◆ Exercise brief ◆
Output the entries below exactly as written, omitting pictures.
Material to process: Begin
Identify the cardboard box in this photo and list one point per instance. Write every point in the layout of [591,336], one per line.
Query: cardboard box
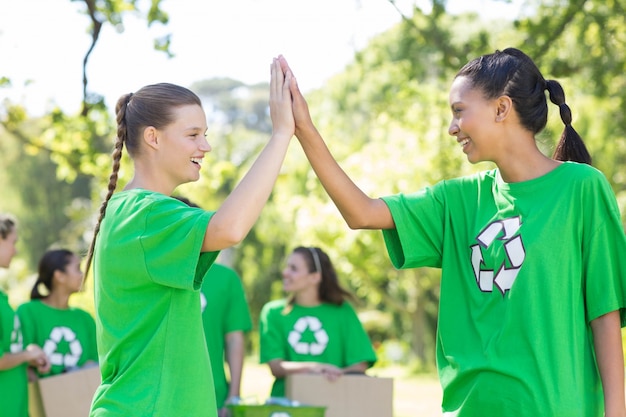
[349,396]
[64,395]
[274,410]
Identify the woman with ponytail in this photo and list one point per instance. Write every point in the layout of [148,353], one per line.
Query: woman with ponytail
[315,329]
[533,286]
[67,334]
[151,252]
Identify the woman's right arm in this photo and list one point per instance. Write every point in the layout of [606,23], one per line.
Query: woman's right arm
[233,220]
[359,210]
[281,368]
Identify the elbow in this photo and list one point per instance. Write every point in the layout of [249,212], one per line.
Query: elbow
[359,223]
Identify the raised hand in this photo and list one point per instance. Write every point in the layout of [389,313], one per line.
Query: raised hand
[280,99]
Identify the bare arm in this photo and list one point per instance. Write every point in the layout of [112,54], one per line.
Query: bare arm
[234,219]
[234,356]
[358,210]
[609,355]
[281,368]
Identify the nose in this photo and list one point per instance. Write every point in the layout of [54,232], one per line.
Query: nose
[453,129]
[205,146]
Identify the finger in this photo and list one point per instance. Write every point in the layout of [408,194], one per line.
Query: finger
Material to process: End
◆ Task result ◆
Identify the cardboard box in this photo and list one point per instance. Write every point in the layout of [591,336], one per line.
Query: cardboard box
[349,396]
[64,395]
[274,410]
Identify the woman with ponytail in this photo and list one point per instance. Write every point in the layout of [148,353], one per line.
Query: woman with ponytail
[315,329]
[533,286]
[67,334]
[151,252]
Identify the woman's right arm in this photo and list one point per instance. Write every point in the layout of [606,23], one per line.
Query: woman's right arm
[233,220]
[359,210]
[281,368]
Identify the elbow in this photo and list one point per instance. Write every point in the layout of [249,212], one per line.
Query: elbow
[359,223]
Identify the raised hand in this photo and list one point per instance. Write every point in the layout of [389,313], one per line.
Query: raised hand
[280,99]
Identify the bare arm in this photo and list one point per instance. Write every point in the layout of [112,54], one per line.
Query: bare arm
[234,219]
[234,356]
[358,210]
[609,355]
[281,368]
Identify the nose in this photo and list one point per instance. Write every point in the layout of [54,232], one per line.
Query: nose
[453,129]
[205,146]
Identify the finger in this photo and list one point per instance. Write every point in the layout of [408,194], one per line.
Query: finger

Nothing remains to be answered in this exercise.